* Begin Data records *
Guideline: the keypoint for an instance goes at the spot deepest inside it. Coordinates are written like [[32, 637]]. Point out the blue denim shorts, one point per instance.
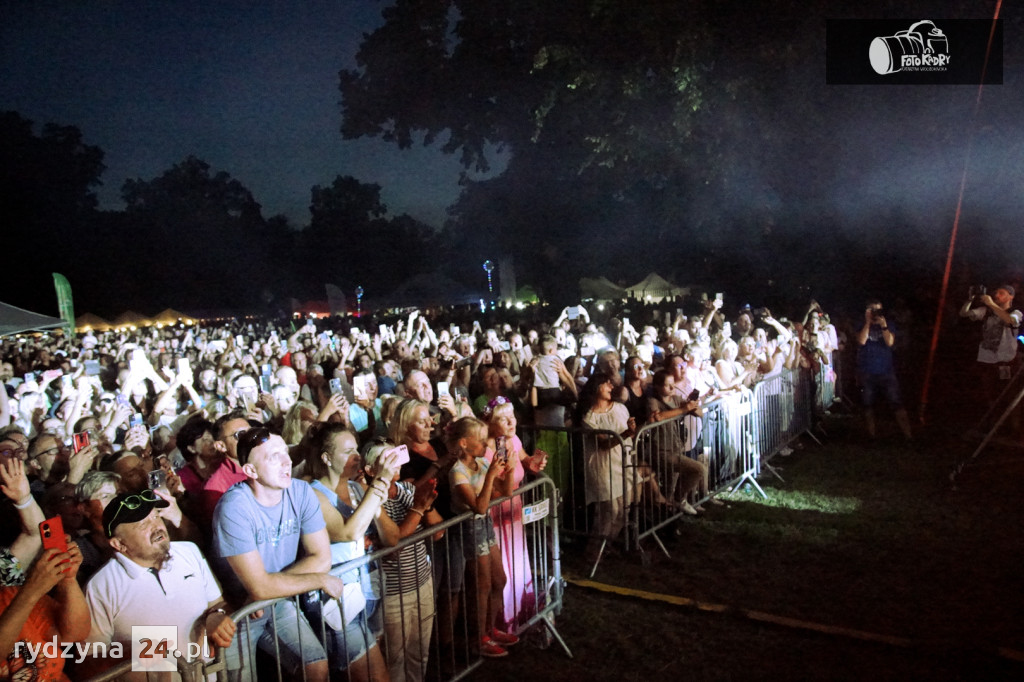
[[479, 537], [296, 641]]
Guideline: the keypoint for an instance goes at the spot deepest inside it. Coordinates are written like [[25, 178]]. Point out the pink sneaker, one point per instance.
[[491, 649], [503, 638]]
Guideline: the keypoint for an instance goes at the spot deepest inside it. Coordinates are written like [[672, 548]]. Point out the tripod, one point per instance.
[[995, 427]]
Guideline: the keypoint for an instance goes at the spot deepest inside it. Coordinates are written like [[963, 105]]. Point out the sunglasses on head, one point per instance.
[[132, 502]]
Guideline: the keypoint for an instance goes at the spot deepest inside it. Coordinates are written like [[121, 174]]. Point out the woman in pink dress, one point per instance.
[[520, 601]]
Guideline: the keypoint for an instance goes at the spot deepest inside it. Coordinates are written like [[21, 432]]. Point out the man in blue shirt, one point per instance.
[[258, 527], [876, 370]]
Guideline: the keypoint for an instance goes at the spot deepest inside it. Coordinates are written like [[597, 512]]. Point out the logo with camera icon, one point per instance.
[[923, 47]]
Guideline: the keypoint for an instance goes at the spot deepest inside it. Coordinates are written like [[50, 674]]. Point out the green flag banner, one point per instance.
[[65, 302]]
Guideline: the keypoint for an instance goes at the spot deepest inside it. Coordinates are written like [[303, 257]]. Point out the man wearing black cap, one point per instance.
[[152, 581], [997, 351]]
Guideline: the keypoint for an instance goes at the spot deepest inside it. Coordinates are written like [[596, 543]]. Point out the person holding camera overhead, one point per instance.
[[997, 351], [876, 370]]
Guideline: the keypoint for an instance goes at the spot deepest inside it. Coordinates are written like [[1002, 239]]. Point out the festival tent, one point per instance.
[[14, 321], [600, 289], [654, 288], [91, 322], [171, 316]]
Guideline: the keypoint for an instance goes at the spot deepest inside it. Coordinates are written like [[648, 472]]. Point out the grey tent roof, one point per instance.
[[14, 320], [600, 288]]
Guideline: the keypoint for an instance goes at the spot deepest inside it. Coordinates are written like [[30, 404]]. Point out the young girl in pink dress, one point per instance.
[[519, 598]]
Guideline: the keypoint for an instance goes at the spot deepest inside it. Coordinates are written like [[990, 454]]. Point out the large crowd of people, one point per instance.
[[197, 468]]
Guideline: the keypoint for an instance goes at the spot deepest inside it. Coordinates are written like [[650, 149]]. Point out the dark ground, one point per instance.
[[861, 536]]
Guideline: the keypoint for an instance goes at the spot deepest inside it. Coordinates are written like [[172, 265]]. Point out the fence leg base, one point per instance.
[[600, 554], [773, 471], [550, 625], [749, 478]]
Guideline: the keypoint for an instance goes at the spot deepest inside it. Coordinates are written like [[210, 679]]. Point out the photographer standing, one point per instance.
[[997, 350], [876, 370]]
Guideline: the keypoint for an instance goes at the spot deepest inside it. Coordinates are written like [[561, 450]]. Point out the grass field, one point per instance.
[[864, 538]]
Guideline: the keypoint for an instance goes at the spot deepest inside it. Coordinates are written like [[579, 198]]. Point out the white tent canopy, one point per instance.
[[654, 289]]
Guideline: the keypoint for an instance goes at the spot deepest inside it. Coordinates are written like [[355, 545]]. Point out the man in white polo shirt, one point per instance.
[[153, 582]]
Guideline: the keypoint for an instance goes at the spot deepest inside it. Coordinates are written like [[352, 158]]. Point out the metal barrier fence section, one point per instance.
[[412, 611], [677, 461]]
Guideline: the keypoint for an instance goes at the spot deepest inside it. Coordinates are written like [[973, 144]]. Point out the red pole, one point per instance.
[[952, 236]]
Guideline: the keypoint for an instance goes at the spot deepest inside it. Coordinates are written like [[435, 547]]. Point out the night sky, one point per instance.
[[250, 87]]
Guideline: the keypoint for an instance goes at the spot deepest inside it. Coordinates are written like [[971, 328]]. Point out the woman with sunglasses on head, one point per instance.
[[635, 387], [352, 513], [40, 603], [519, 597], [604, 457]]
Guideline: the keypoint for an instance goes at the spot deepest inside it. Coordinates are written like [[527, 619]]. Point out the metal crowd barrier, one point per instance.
* End Data records *
• _Required work_:
Copy every entry above word for word, and leave out any pictures.

• _Answer for this exercise_:
Guideline: the keypoint for an instance goes at the spot deepest inside it. Coordinates are written like [[32, 637]]. Point out the blue denim shorts, one point per instance.
[[479, 537], [296, 641]]
Guideline: the keypoint for an instance goes at the spot deepest inside it. Coordinates are written like [[25, 178]]. Point out the pink sneaker, one point per instance.
[[491, 649], [503, 638]]
Guideline: the keypoint for an instance goes at the spot deepest inside it. Coordinates are written like [[672, 548]]. Point out the tripod, one point per instance.
[[995, 427]]
Guideline: the keypoint for an instance goes at the spot deepest inside it. Coordinates are written like [[963, 105]]. Point out the sunglasses on head, one point per instance.
[[132, 502]]
Guideline: the keypoint for an instance goes at the spot deepest inside it. Coordinates are written like [[121, 174]]. Point out the woman in pink dress, one point per instance.
[[520, 601]]
Guideline: the keypoint for an instance goes at the spot deepest inside it. Coordinates are written like [[21, 432]]. Point out the man in blue shirt, one point per instance.
[[258, 527], [876, 370]]
Guideline: the keypoint for an instance goes at the spot deepest inside it. Coordinates are written like [[597, 512]]. Point out the logo with camera icon, one point per instance.
[[923, 47]]
Guideline: the keypoint for an instance goes at the spot deepest inside it. Coordinates are written like [[50, 674]]. Point out the green flag banner, one point per instance.
[[65, 302]]
Guideline: the keypoint for an instance goes at the spot deepest inside it. Coordinates are written like [[303, 257]]. Point out the man wearing black cap, one point per instance.
[[152, 581], [997, 351]]
Guideline: the keypoint for an instance goes at the spot deepest inside it. Coordinates are written like [[596, 543]]. Point out the person holding camera overhead, one point per instance.
[[997, 351], [876, 370]]
Guideline: the keypoint for an instance goes at the spot deepest inside it. Coordinates are written like [[1002, 239]]. Point out the festival tent, one point per instance.
[[14, 321], [600, 289], [654, 288], [91, 322], [171, 316]]
Guideline: the keypoint for an instance goes at the spot deepest inside it. Coordinates are written like [[648, 472]]. Point out the grey tent roof, one point per instance.
[[14, 320], [600, 288]]
Guideline: the keypoint for an instance goes at the spot deepest inside it. Coordinates are written like [[30, 404]]. Point out the young girl in pink dress, one point per instance.
[[519, 598]]
Guideline: the keypoint for an instance goes at the spot deepest inside it. Coordinates are written like [[990, 454]]. Point out the large crowd of people, one point per instance.
[[197, 468]]
Guideline: the keypoint for an instance goes at the spot deepest inside it. Coordinates are written like [[650, 149]]. Point out the dark ground, one point per instance.
[[861, 536]]
Guideline: the keypoint for an instance goes at the spot deepest inside it. Coordinates are written like [[172, 265]]. Point out the fence leg base, one point per instance.
[[600, 554], [773, 471], [550, 625], [749, 478]]
Guideline: the keypoint for an instance goes at the spot deepest inside it. Coordinates are written like [[210, 679]]. Point out the photographer standing, one point per instance.
[[997, 350], [876, 370]]
Guideline: the keypoint for an instance goes at the spot deepest inside it. Coordinates are written like [[561, 450]]. Point out the grass field, one point per instance.
[[864, 538]]
Guideline: the keypoint for an instance goes at the spot deepest inside it. Coordinates are written like [[579, 198]]. Point out the white tent canopy, one point per instance.
[[654, 289]]
Guideline: the keypoint for an instance goes at the spot deepest inside it. Coordinates are written like [[355, 545]]. Point out the man in white polo shirt, one point per instance.
[[153, 582]]
Guideline: the keypoint for an instance goes at the spot deepest inside it. Coordinates are written like [[352, 158]]. Point out the metal barrier fence section, one point per instance.
[[412, 611], [677, 461]]
Guideline: the keypoint for an instance goes at the spot deepest inside it. Coordinates are written like [[973, 144]]. Point out the red pole, one point per instance.
[[952, 236]]
Guideline: the keypoint for an instance goes at the spot deepest inside it. Coordinates are written like [[435, 547]]. Point out the night sky, one point per instance.
[[250, 87]]
Guideline: the keypoint for an instance goes at the spot deepest inside it. Coordinates are written like [[971, 328]]. Point out the woman with sunglasses on head, one point per instance.
[[635, 387], [352, 513], [40, 603], [519, 597], [604, 457]]
Guideline: the keypoint for an instance goes at the spot deepest inside it. Coordinates are written like [[527, 619]]. Point out the metal crowd barrier, one point per instance.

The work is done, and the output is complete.